■ Requirements: Locate every line in the material below that contains the string "mane" and copy each one in full. Case counts.

-- Begin Records for this exercise --

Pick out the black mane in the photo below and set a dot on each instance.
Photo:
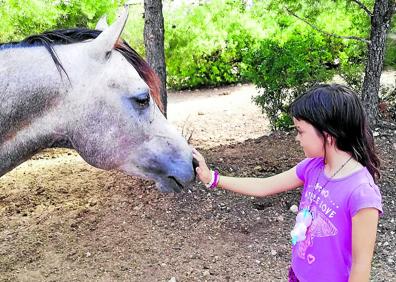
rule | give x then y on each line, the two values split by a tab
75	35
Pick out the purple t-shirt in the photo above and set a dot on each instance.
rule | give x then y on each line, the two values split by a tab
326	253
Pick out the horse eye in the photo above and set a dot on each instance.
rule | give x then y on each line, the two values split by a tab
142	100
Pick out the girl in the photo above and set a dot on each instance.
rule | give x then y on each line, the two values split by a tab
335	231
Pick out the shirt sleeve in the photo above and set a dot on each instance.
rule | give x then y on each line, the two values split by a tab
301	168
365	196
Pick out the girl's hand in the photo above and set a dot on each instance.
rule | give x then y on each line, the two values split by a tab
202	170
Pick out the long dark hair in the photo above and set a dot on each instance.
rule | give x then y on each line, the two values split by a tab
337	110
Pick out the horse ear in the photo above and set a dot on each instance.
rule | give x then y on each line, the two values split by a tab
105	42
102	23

-- End Records for this exercise --
-- Begin Records for this exercise --

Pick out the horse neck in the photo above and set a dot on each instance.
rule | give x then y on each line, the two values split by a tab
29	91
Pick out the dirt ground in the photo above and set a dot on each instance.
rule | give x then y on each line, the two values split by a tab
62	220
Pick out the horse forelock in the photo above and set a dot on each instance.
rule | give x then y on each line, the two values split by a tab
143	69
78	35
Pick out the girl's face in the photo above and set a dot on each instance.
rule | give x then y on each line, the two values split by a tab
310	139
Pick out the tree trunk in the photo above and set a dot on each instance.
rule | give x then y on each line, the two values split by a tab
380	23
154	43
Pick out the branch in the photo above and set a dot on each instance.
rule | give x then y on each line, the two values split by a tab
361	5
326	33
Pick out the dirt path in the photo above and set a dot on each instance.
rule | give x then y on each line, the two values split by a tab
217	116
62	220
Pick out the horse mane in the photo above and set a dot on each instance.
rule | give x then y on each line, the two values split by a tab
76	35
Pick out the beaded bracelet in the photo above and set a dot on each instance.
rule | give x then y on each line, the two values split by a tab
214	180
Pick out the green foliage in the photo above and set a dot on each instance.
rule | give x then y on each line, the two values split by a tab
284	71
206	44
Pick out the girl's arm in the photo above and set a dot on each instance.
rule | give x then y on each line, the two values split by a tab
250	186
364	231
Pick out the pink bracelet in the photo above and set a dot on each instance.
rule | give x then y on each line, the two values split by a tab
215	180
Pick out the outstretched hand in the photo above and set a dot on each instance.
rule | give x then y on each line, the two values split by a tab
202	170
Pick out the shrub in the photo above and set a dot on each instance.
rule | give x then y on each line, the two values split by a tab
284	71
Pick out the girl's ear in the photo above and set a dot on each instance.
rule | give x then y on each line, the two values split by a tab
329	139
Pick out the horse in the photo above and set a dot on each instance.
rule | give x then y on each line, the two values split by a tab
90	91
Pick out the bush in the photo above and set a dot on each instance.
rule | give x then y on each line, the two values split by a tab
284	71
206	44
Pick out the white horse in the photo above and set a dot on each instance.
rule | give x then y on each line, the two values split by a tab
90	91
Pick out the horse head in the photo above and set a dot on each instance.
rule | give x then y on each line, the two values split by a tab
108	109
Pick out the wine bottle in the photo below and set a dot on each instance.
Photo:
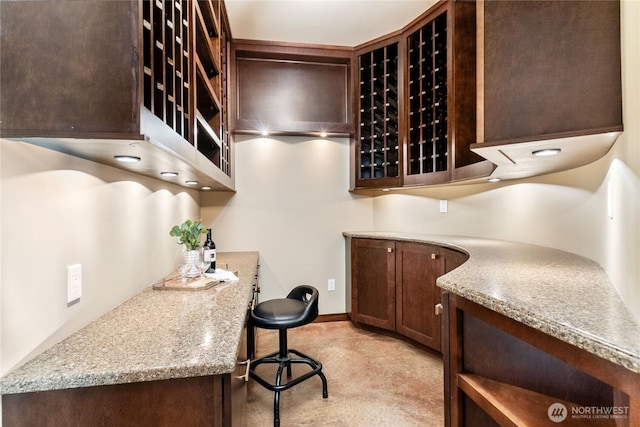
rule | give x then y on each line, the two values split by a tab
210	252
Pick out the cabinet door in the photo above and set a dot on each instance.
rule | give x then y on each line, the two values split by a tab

-- End Records for this exercise --

■ Answer for this exercise:
Pick out the black mane in the photo below and set a dot on each instance.
Pick out the horse mane in the photo above and set a dot on each instance.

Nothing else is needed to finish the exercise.